TASK ITEM
What you return should be only the lines starting at the one that contains "Target: man's dark hair" and running to the end of the listing, exactly as written, minus any pictures.
"""
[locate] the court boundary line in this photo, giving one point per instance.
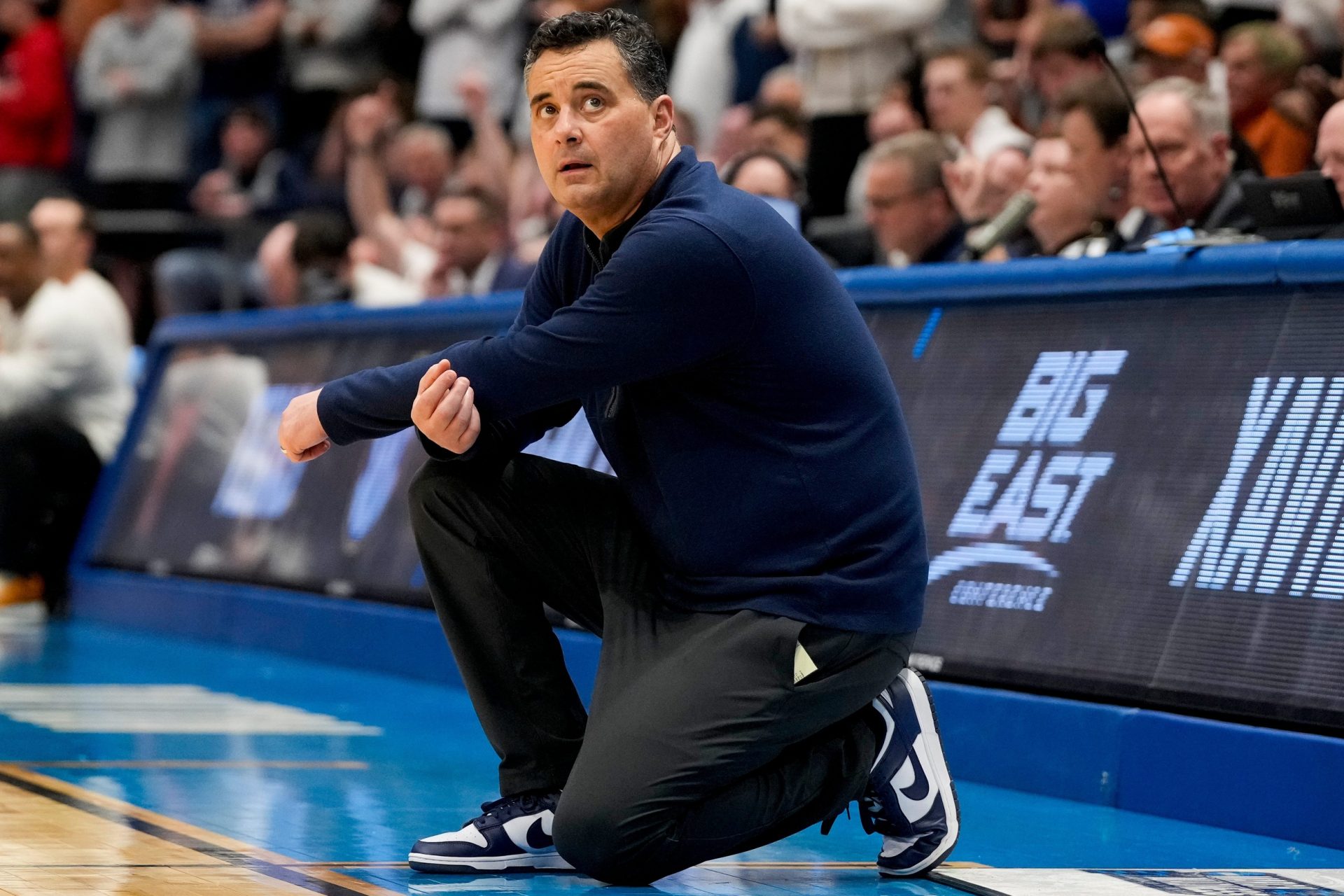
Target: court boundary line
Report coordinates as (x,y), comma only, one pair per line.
(179,833)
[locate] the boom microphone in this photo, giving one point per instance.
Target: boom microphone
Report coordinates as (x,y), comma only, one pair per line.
(1097,48)
(1003,226)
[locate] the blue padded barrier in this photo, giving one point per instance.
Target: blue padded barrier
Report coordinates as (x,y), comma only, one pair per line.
(1280,783)
(1241,777)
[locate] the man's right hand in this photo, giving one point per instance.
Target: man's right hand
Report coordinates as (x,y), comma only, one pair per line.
(368,118)
(302,434)
(445,409)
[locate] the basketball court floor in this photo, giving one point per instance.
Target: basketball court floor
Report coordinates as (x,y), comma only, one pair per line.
(148,766)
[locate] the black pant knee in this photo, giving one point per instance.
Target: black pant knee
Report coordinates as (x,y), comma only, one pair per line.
(592,840)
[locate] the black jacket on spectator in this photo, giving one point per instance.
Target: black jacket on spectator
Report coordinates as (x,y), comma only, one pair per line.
(1227,213)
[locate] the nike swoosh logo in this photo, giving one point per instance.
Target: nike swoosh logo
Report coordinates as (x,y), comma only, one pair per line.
(537,836)
(914,809)
(531,837)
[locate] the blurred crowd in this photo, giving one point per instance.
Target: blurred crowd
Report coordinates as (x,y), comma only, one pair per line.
(210,155)
(254,153)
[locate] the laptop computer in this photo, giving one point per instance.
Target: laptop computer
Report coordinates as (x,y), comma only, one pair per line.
(1297,207)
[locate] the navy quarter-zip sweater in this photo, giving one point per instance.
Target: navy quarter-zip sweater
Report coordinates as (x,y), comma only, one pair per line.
(736,390)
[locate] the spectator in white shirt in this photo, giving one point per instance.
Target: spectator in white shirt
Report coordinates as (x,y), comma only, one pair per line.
(956,85)
(468,36)
(64,391)
(847,55)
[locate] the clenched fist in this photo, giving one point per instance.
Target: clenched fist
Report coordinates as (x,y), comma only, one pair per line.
(445,409)
(302,434)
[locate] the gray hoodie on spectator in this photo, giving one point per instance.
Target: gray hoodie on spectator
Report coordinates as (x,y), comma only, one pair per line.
(342,54)
(141,133)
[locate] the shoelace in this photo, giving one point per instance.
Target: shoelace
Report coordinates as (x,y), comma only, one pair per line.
(508,808)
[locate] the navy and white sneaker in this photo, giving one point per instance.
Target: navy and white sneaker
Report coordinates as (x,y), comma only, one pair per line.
(910,798)
(510,834)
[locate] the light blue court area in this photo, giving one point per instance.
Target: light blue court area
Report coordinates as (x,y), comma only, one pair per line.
(342,769)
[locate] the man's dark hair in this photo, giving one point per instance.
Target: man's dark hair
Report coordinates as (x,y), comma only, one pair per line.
(26,230)
(974,57)
(251,115)
(634,39)
(1102,102)
(1068,30)
(787,115)
(792,169)
(321,238)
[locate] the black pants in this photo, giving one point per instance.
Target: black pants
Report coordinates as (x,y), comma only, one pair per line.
(699,743)
(48,475)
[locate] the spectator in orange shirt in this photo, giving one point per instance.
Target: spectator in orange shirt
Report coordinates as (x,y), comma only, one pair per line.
(1261,61)
(35,117)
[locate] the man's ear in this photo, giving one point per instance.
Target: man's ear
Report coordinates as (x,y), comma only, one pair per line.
(1222,146)
(664,117)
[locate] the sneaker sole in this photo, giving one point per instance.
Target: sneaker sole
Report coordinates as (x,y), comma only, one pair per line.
(939,774)
(492,864)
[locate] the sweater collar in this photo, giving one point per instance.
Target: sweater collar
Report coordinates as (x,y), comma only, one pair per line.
(601,250)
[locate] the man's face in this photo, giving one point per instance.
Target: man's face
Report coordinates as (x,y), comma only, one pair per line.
(1249,86)
(1152,66)
(65,246)
(14,14)
(1195,166)
(597,141)
(1054,71)
(1062,206)
(771,133)
(952,99)
(244,143)
(20,265)
(764,176)
(464,237)
(420,160)
(1094,167)
(1329,147)
(898,216)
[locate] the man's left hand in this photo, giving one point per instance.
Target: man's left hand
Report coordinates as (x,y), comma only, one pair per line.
(445,409)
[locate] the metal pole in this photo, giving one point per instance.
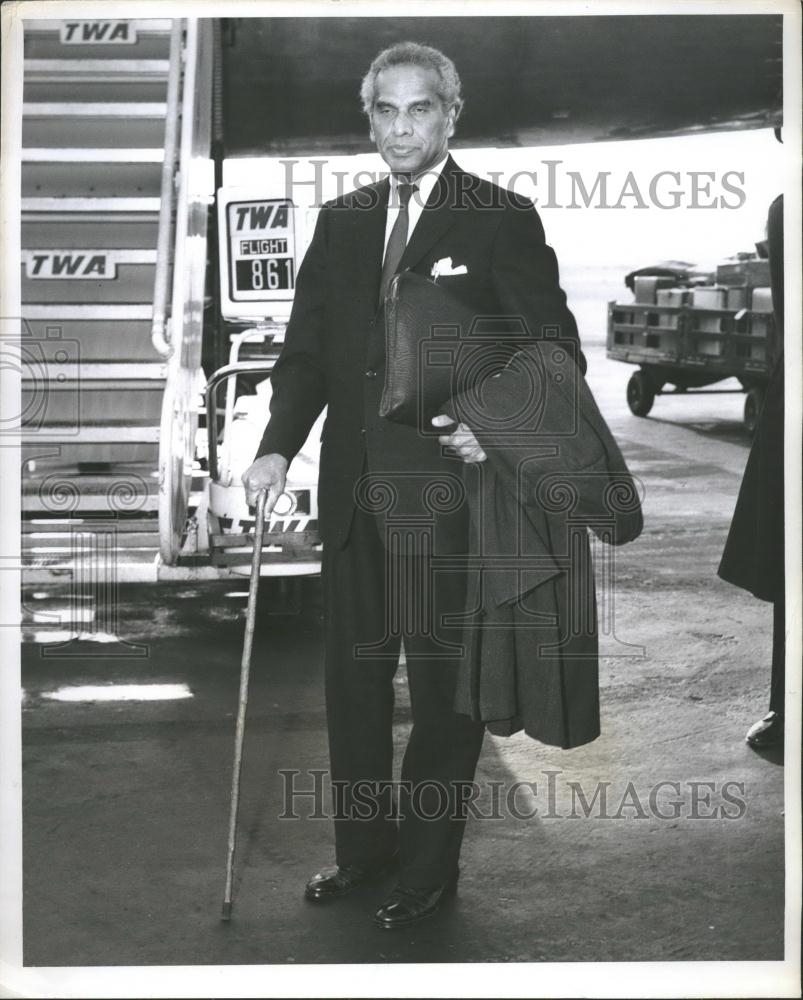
"""
SOLUTION TO THIS PROBLEM
Target: man's dark hair
Report coordinates as (x,y), comma only, one pair per line.
(26,230)
(974,57)
(251,115)
(634,39)
(1102,102)
(1068,30)
(787,115)
(792,169)
(321,238)
[locate] the black pants in this photo, giving one point per instance.
Target: black pants
Report coordinates as (x,y), comma only, one pair per line.
(699,743)
(48,475)
[locate] the spectator in orange shirt in this photo, giving one point per instance.
Target: spectator in orange shirt
Report coordinates as (x,y), comma only, one pair per line.
(1261,61)
(35,117)
[locate] the man's ear in this photo, giving one point per instance.
Target: man's ear
Report coordinates as (x,y), comma only, one pair per line.
(1222,146)
(664,117)
[locate] the sneaker sole in this photo, giving one point per instance.
Target: sneaker sole
Report coordinates as (x,y), comma only, one pair per line.
(939,774)
(492,864)
[locate] the sweater collar in this photo, giving one point per instance.
Target: sweater collar
Report coordinates as (x,y), comma only, one pair per line.
(601,250)
[locate] the man's face in this photo, giving one point per instance.
Target: man's face
Report coordinates as (x,y), comma only, one pair per line.
(1249,86)
(1152,66)
(65,246)
(14,14)
(1195,166)
(597,141)
(1054,71)
(1062,206)
(771,133)
(952,99)
(244,143)
(20,265)
(764,176)
(464,237)
(420,160)
(1094,167)
(1329,147)
(898,216)
[locate] the man's left hand in this photo, giving one point per instance.
Target: man's left hand
Report coordinates as (x,y), comma only, one pair per line.
(445,409)
[locate] the metal pole in this photo, giving one point per instance.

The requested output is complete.